### TO DO
Can you continue the article about George Takei and the musical "Allegiance," writing the next part after its final sentence?

### PASSAGE
The actor helped develop the Broadway musical about Japanese-American internment camps during World War II and made his Great White Way debut in it. That turned into “George Takei’s Allegiance,” which will close the Asian World Film Festival on Nov. 2.
Takei will also receive a lifetime achievement award that evening.
“Allegiance” addresses a very personal subject for the actor, who spent most of WWII as a prisoner in his own country.
L.A.-born Takei was 5 when his family was stripped of its possessions and squeezed into a horse stall at Santa Anita Park for relocation under decree by President Franklin Roosevelt. From there, they were sent to a camp in Arkansas and later the Tule Lake camp in Northern California.
“I was called an enemy alien and I was neither,” Takei says.
That wrenching experience would forever change Takei, who became politically active before graduating from high school. Over the years, he has worked with activists including the Rev. Martin Luther King Jr. on various social causes.
Much to his chagrin, he discovered over the years that some of his fellow citizens were unaware of what happened to Japanese-Americans during WWII.
“I was always amazed how little people, especially in the Midwest, knew about this absolutely dark chapter in American history, and these were people that I considered well read,” Takei says.

### SOURCE INFORMATION

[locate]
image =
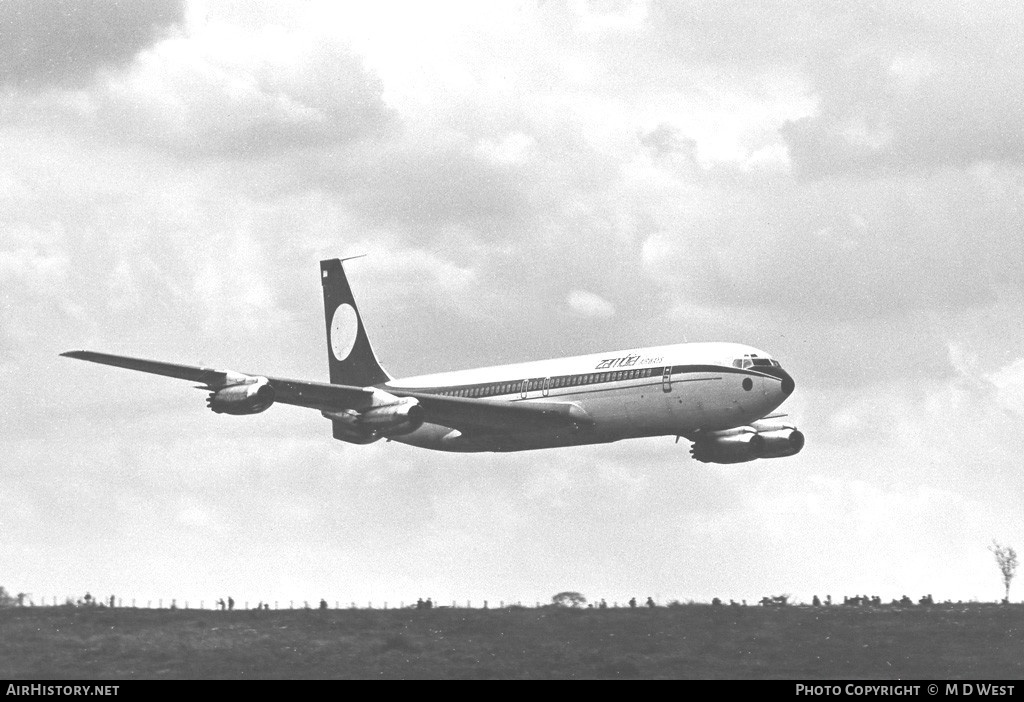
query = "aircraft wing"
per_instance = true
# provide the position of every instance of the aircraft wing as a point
(458, 412)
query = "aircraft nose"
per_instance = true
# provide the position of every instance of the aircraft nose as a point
(787, 383)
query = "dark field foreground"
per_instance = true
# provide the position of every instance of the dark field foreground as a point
(698, 642)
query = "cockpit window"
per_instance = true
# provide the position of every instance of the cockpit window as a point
(752, 359)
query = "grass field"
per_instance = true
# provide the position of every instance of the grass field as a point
(689, 642)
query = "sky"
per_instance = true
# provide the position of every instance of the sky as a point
(840, 184)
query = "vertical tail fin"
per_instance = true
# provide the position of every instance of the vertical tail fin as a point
(350, 357)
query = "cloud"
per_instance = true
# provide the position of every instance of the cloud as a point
(54, 43)
(589, 304)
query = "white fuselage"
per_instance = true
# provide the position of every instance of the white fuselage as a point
(677, 390)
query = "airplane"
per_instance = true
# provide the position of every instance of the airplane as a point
(719, 396)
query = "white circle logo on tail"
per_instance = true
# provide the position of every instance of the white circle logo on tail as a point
(344, 327)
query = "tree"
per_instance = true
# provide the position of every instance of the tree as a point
(568, 600)
(1006, 557)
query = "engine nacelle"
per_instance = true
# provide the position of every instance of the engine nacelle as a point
(252, 396)
(760, 440)
(777, 443)
(731, 448)
(402, 415)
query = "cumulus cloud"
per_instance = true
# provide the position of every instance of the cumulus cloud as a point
(54, 43)
(589, 304)
(528, 182)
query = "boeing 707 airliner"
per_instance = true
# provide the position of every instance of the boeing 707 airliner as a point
(719, 396)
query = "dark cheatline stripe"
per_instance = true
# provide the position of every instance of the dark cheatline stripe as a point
(655, 377)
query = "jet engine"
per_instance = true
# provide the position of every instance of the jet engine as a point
(402, 415)
(251, 396)
(777, 443)
(760, 440)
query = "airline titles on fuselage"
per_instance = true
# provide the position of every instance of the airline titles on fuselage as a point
(627, 361)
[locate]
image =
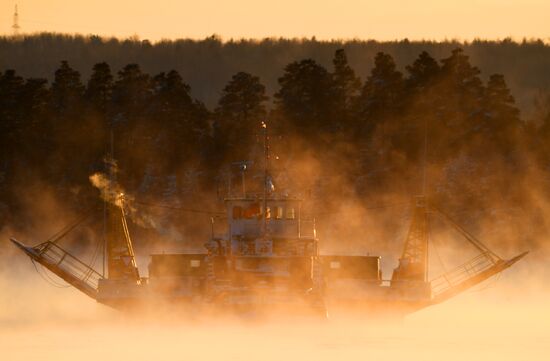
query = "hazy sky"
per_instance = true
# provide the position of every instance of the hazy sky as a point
(382, 19)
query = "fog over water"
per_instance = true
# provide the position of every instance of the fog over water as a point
(503, 319)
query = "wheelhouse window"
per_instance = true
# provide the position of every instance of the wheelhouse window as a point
(237, 212)
(290, 213)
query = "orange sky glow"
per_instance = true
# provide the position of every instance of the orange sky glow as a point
(343, 19)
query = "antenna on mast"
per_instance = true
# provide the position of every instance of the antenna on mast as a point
(266, 166)
(15, 27)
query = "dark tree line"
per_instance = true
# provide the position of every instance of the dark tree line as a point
(370, 132)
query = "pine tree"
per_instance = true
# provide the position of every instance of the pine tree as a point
(347, 87)
(66, 91)
(306, 98)
(100, 88)
(382, 95)
(240, 110)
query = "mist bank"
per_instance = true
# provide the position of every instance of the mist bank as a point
(348, 145)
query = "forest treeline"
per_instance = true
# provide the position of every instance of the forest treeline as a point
(371, 139)
(207, 64)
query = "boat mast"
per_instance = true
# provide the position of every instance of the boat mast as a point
(266, 160)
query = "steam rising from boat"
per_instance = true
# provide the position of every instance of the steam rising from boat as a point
(113, 193)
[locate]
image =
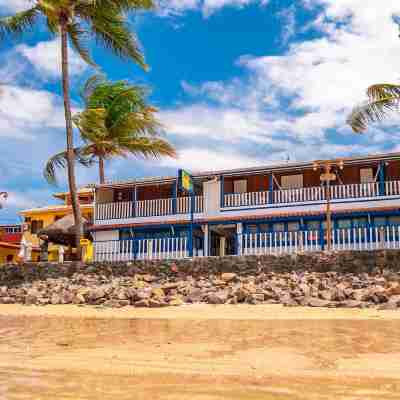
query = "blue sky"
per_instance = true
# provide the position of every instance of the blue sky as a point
(237, 83)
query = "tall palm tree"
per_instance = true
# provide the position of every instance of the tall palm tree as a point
(116, 122)
(383, 99)
(75, 21)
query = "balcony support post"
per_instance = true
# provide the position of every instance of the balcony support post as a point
(174, 197)
(134, 201)
(381, 179)
(271, 188)
(222, 191)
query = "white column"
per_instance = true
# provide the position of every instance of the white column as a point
(222, 242)
(206, 239)
(239, 231)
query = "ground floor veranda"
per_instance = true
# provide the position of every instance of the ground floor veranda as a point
(278, 235)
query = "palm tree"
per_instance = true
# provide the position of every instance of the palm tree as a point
(383, 99)
(75, 21)
(116, 122)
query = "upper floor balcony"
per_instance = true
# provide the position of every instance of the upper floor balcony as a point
(311, 194)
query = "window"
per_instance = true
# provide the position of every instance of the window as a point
(263, 227)
(278, 227)
(344, 223)
(366, 175)
(292, 181)
(36, 226)
(379, 221)
(252, 228)
(293, 226)
(312, 225)
(394, 220)
(360, 222)
(240, 186)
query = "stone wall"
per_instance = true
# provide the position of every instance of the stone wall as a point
(353, 279)
(343, 262)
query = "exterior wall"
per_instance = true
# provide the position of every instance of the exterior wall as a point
(103, 236)
(104, 195)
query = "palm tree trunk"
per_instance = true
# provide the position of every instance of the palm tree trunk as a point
(70, 147)
(101, 170)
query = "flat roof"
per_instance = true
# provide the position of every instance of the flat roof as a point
(272, 167)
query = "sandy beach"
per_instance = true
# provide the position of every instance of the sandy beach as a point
(260, 312)
(200, 352)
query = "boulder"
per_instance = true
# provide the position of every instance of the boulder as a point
(228, 277)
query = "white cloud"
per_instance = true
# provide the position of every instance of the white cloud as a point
(14, 5)
(207, 7)
(45, 57)
(296, 103)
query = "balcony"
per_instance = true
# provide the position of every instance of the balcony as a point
(148, 208)
(310, 194)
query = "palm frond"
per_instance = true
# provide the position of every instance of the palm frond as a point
(382, 91)
(111, 30)
(371, 112)
(148, 148)
(77, 36)
(59, 161)
(17, 24)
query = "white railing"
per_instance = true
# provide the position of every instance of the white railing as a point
(314, 193)
(280, 242)
(354, 191)
(148, 208)
(154, 208)
(141, 249)
(366, 238)
(114, 210)
(392, 188)
(246, 199)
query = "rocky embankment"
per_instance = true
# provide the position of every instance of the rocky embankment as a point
(315, 289)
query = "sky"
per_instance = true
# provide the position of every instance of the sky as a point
(238, 83)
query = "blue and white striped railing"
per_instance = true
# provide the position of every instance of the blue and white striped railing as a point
(314, 193)
(148, 208)
(141, 249)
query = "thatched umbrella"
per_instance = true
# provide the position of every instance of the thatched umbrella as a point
(62, 231)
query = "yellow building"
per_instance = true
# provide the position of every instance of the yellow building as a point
(36, 219)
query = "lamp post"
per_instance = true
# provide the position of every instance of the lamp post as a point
(327, 176)
(4, 196)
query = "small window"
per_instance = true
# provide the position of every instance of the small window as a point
(312, 225)
(264, 227)
(344, 223)
(394, 220)
(366, 175)
(278, 227)
(293, 226)
(360, 222)
(379, 221)
(36, 226)
(292, 181)
(240, 186)
(252, 228)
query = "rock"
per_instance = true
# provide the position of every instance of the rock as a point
(219, 297)
(142, 303)
(314, 302)
(175, 302)
(228, 276)
(56, 299)
(7, 300)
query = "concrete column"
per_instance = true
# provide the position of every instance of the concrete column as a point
(222, 242)
(239, 238)
(206, 240)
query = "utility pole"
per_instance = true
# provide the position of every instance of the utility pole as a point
(4, 196)
(327, 176)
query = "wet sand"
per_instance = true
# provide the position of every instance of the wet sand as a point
(198, 352)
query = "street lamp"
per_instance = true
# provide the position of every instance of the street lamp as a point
(4, 196)
(327, 176)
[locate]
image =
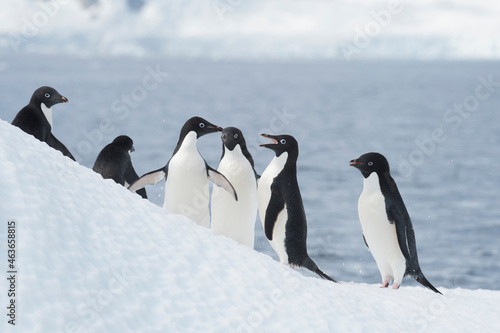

### ANSWER TO THE EXERCISE
“Allegiance” attempts to remedy that.
It grapples with the family fallout from internment. Sam Kimera enlists to prove his patriotism while his sister Kei protests the government’s treatment of Japanese-Americans. This causes a lifelong rift between the siblings that Sam must come to terms with upon Kei’s death. Takei played the elder Sam and grandpa in flashback portions to WWII years on Broadway. Lea Salonga played Kei.
Their performances were captured in the film version, showing at AWFF following Takei’s lifetime achievement honor.
AWFF exec director Georges Chamchoum cites Takei’s work as an actor, on human rights and to further Japanese-American relations as ample reasons for the lifetime tribute.
“But above all [he is] an amazing human being, which is why we consider him the perfect candidate for our Lifetime Achievement Award,” he adds.
Like his character, Takei has been dealing with reverberations from internment for decades. The racism didn’t end upon his return to L.A.: a grade school teacher refused to look at him and called him “Jap boy,” Takei recalls.
As a teenager, he struggled to understand how his father could have acquiesced to forced relocation. His father guided him to channel his outrage into politics, a message that really stuck with the actor.
Takei will next travel to Tokyo for a three-night showing of “George Takei’s Allegiance” Nov. 10-12. On Dec. 7, the anniversary of the Pearl Harbor attack, Fathom Events will once again screen it at theaters around the country.
“I was amazed at how little people, especially in the Midwest, knew about this dark chapter.”
And in February, the musical will get its L.A. premiere at the Aratani Theatre in Little Tokyo, with Takei reprising his Broadway role.
“This is absolutely my life mission,” Takei says.
In between, he will continue to lobby for marriage equality, traveling from Tokyo to Australia with husband Brad to campaign for it there. He also appeared on ABC’s “Fresh off the Boat” this week.
At 80, he has no plans to retire any time soon.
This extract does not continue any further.